Problem
Your response should be the complete set of records, reproduced exactly.

Extracted records:
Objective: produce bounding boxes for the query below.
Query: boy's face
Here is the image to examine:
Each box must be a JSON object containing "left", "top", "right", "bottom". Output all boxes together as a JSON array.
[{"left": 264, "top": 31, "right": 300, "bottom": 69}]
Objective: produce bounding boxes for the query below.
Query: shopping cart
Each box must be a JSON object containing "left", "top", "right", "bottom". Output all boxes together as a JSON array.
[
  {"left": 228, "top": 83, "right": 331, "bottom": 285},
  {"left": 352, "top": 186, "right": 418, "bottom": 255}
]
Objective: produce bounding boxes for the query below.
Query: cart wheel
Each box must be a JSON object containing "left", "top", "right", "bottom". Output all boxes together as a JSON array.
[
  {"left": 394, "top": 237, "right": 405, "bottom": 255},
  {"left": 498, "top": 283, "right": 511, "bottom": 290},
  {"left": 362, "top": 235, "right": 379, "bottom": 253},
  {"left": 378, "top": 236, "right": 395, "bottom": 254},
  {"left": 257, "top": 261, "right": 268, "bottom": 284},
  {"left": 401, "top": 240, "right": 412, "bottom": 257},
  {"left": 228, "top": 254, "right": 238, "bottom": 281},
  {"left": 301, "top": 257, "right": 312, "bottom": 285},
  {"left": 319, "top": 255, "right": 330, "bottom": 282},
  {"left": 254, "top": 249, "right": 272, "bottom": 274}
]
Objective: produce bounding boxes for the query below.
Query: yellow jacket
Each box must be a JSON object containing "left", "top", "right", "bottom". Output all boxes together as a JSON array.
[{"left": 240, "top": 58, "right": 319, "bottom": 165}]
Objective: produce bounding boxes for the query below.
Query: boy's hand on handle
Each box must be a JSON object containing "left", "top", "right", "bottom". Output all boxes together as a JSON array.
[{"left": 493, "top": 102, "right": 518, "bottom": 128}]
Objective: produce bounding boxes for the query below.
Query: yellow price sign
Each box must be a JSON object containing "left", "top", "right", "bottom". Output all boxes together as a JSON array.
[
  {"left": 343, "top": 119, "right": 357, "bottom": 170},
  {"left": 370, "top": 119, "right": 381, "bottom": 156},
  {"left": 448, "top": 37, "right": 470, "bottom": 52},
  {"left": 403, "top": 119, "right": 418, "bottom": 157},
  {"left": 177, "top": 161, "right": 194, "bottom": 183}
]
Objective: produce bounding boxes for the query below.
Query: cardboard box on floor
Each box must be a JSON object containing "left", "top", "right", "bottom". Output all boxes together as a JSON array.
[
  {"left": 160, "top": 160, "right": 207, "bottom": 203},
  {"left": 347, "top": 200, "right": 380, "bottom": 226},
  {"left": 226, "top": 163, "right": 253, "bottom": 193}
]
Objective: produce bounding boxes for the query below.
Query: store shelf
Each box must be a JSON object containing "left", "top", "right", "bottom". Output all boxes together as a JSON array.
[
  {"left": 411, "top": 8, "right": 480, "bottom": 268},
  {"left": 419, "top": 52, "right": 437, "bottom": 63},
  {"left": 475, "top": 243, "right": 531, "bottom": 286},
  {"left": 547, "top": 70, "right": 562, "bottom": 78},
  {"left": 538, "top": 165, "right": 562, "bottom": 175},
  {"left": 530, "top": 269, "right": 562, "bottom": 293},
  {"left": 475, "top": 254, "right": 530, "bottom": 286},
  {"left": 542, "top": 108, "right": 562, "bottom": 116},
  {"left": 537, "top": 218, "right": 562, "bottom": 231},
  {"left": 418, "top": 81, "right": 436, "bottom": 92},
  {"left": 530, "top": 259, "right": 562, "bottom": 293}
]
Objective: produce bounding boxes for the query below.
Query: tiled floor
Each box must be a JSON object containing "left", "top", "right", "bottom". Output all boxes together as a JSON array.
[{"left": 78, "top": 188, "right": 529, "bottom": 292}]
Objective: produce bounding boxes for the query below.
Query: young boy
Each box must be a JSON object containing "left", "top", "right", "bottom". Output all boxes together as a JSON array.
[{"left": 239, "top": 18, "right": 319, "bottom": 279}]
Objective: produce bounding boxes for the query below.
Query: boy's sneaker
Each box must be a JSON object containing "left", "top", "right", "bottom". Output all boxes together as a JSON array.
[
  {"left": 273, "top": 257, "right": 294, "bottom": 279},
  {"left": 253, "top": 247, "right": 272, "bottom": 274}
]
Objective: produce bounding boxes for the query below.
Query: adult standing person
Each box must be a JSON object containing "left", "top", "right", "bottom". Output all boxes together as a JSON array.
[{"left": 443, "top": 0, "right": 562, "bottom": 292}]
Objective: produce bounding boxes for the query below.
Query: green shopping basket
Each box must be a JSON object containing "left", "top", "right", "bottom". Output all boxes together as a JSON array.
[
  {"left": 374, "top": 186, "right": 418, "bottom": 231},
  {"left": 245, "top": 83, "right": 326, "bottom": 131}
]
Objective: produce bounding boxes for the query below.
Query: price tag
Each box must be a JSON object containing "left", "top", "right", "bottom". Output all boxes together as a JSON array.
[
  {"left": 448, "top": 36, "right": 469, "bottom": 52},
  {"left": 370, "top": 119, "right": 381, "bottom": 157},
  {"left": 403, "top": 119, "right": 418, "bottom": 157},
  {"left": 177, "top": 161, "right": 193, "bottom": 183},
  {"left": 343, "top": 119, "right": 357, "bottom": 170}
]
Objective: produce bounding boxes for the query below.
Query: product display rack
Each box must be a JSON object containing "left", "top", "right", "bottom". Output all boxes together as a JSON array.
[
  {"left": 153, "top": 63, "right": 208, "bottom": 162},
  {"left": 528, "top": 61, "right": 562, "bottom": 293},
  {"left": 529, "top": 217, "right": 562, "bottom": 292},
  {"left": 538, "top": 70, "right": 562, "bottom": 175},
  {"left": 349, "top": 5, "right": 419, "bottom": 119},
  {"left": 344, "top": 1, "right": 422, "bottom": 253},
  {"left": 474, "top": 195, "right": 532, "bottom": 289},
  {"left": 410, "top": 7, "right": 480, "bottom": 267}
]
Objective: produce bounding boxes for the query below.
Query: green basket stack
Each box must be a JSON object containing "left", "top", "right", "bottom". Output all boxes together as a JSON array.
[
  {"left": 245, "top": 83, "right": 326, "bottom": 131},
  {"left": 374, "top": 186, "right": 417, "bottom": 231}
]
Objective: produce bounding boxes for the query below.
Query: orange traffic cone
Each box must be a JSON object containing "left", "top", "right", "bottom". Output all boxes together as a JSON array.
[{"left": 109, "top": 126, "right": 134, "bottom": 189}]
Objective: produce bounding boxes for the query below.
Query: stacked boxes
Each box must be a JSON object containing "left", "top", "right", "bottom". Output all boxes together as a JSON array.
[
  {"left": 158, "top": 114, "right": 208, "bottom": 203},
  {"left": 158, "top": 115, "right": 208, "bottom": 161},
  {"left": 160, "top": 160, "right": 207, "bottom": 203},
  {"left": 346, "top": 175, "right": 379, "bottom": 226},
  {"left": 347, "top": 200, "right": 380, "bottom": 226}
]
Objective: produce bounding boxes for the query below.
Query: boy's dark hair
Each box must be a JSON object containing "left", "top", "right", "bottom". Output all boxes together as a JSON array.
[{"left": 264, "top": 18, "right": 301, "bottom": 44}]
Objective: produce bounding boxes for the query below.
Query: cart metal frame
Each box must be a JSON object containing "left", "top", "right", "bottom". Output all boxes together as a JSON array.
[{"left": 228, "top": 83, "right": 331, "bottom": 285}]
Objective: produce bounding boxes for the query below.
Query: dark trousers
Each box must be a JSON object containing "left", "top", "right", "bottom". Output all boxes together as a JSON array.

Reply
Objective: produce bounding boxes for the query below.
Query: boy's face
Here is the image to examine:
Each box must be a JSON object containing "left", "top", "right", "bottom". Output all boxes together as a JSON array.
[{"left": 264, "top": 31, "right": 300, "bottom": 69}]
Objective: produce bounding boxes for the query below.
Query: shopping cart
Each box must be a JSON object containing "left", "top", "right", "bottom". Output all boxes together as a JSON array.
[
  {"left": 228, "top": 83, "right": 331, "bottom": 285},
  {"left": 352, "top": 186, "right": 418, "bottom": 255}
]
Objective: produce bounding boxes for the query below.
Query: cart wheel
Each box must be a JSON object containing "left", "top", "right", "bottom". Output all boxes together as a JSON array.
[
  {"left": 394, "top": 237, "right": 405, "bottom": 255},
  {"left": 498, "top": 283, "right": 511, "bottom": 290},
  {"left": 362, "top": 235, "right": 379, "bottom": 253},
  {"left": 378, "top": 236, "right": 395, "bottom": 254},
  {"left": 257, "top": 261, "right": 268, "bottom": 284},
  {"left": 401, "top": 240, "right": 412, "bottom": 257},
  {"left": 228, "top": 254, "right": 238, "bottom": 281},
  {"left": 301, "top": 257, "right": 312, "bottom": 285},
  {"left": 319, "top": 255, "right": 330, "bottom": 282},
  {"left": 254, "top": 249, "right": 272, "bottom": 274}
]
Objective: produce bounding boxes for the query below.
Query: yellow jacket
Each box must be a JSON object containing "left", "top", "right", "bottom". Output all boxes together as a JSON array.
[{"left": 240, "top": 58, "right": 319, "bottom": 165}]
Objective: produce bounding boxes for the query below.
Query: boy's hand on handle
Each box must be a JSON object containing "left", "top", "right", "bottom". Output all boxes together as a JSON array.
[{"left": 493, "top": 102, "right": 518, "bottom": 128}]
Objective: produce bounding boxes for the query below.
Query: yellow price sign
Each box must be a JSON object containing "left", "top", "right", "bottom". Output all boxes together as a JSON array.
[
  {"left": 343, "top": 119, "right": 357, "bottom": 170},
  {"left": 370, "top": 119, "right": 381, "bottom": 156},
  {"left": 448, "top": 37, "right": 470, "bottom": 52},
  {"left": 403, "top": 119, "right": 418, "bottom": 157},
  {"left": 177, "top": 161, "right": 194, "bottom": 183}
]
Objective: produce bounding boxes for the query below.
Query: cardboard box on floor
Each box must be a JSON object containing "left", "top", "right", "bottom". Output all boxes together as a JSON array.
[
  {"left": 160, "top": 160, "right": 207, "bottom": 203},
  {"left": 347, "top": 200, "right": 380, "bottom": 226},
  {"left": 226, "top": 163, "right": 253, "bottom": 193}
]
Objective: produce bounding boxes for the query below.
Query: store shelf
Each box must be a JSON object containing "left", "top", "right", "bottom". Output all boxes together as a JSON array.
[
  {"left": 411, "top": 8, "right": 480, "bottom": 268},
  {"left": 419, "top": 52, "right": 437, "bottom": 63},
  {"left": 475, "top": 243, "right": 531, "bottom": 286},
  {"left": 547, "top": 70, "right": 562, "bottom": 78},
  {"left": 538, "top": 165, "right": 562, "bottom": 175},
  {"left": 530, "top": 269, "right": 562, "bottom": 293},
  {"left": 475, "top": 254, "right": 530, "bottom": 286},
  {"left": 542, "top": 108, "right": 562, "bottom": 116},
  {"left": 537, "top": 218, "right": 562, "bottom": 231},
  {"left": 418, "top": 81, "right": 436, "bottom": 92},
  {"left": 530, "top": 259, "right": 562, "bottom": 293}
]
Objective: produce bounding boxes for the query below.
Query: tiled floor
Each box must be a JSON object containing "left", "top", "right", "bottom". Output all boxes together as a JSON array.
[{"left": 78, "top": 188, "right": 529, "bottom": 292}]
Objective: produce bounding boxes for the query below.
Query: young boy
Each box must be a JSON object containing "left", "top", "right", "bottom". Output all boxes together as a JSON array.
[{"left": 239, "top": 18, "right": 319, "bottom": 279}]
Objective: produce bounding boxes for the query below.
Query: boy's sneaker
Each box must be a JSON object containing "left", "top", "right", "bottom". Output all boxes together as a JSON array.
[
  {"left": 273, "top": 257, "right": 294, "bottom": 279},
  {"left": 253, "top": 247, "right": 272, "bottom": 274}
]
Objective: produce bounding boxes for the query below.
Query: adult standing person
Each box must be a JSON object containing "left", "top", "right", "bottom". Output all boxes together as a JSON array.
[{"left": 443, "top": 0, "right": 562, "bottom": 292}]
Objective: produce bounding boxes for the query below.
Query: green shopping basket
Each box must be a JSON object containing "left", "top", "right", "bottom". Output all boxes together as a JSON array.
[
  {"left": 374, "top": 186, "right": 418, "bottom": 231},
  {"left": 245, "top": 83, "right": 326, "bottom": 131}
]
Objective: produce bounding boxes for the query below.
Query: price tag
Each box must be a JSON object containing "left", "top", "right", "bottom". Output all boxes together as a JSON array.
[
  {"left": 448, "top": 36, "right": 469, "bottom": 52},
  {"left": 370, "top": 119, "right": 381, "bottom": 157},
  {"left": 403, "top": 119, "right": 418, "bottom": 157},
  {"left": 177, "top": 161, "right": 193, "bottom": 183},
  {"left": 343, "top": 119, "right": 357, "bottom": 170}
]
Objective: produce bounding boxes for the query below.
Query: product display rack
Each box must be a JSON object containing "left", "top", "right", "bottom". Output all boxes together as a JSON array.
[
  {"left": 153, "top": 63, "right": 208, "bottom": 162},
  {"left": 528, "top": 61, "right": 562, "bottom": 293},
  {"left": 529, "top": 217, "right": 562, "bottom": 292},
  {"left": 538, "top": 70, "right": 562, "bottom": 175},
  {"left": 349, "top": 5, "right": 419, "bottom": 119},
  {"left": 344, "top": 1, "right": 422, "bottom": 253},
  {"left": 474, "top": 195, "right": 532, "bottom": 289},
  {"left": 410, "top": 7, "right": 480, "bottom": 267}
]
Objective: produce bounding boxes for the query below.
Query: green basket stack
Each box must be a JSON object containing "left", "top", "right", "bottom". Output all boxes together as a JSON array.
[
  {"left": 245, "top": 83, "right": 326, "bottom": 131},
  {"left": 374, "top": 186, "right": 417, "bottom": 231}
]
Objective: produce bounding boxes for the query below.
Query: orange traffic cone
Each box must be a JSON object containing "left", "top", "right", "bottom". Output all boxes together as a JSON array.
[{"left": 109, "top": 126, "right": 134, "bottom": 189}]
Objective: produce bounding boxes for the query below.
Query: stacked boxes
Each box must be a JSON object containing "left", "top", "right", "bottom". Output all boxes together as a JSON array.
[
  {"left": 158, "top": 114, "right": 208, "bottom": 203},
  {"left": 158, "top": 115, "right": 208, "bottom": 161},
  {"left": 160, "top": 160, "right": 207, "bottom": 203},
  {"left": 346, "top": 175, "right": 379, "bottom": 226},
  {"left": 347, "top": 200, "right": 380, "bottom": 226}
]
Objective: produce bounding boxes for the query below.
Query: boy's dark hair
Each box must be a JSON object containing "left", "top", "right", "bottom". Output all boxes together as a JSON array.
[{"left": 264, "top": 18, "right": 301, "bottom": 44}]
Objective: produce bounding boxes for the query below.
Query: cart metal frame
Each box must be a JSON object containing "left", "top", "right", "bottom". Output all boxes together as a JSON array.
[{"left": 228, "top": 83, "right": 331, "bottom": 285}]
Objective: produce bounding boxes for the query below.
Query: dark trousers
Each box must be a JSON object containing "left", "top", "right", "bottom". Output all boxes together as a JSON array.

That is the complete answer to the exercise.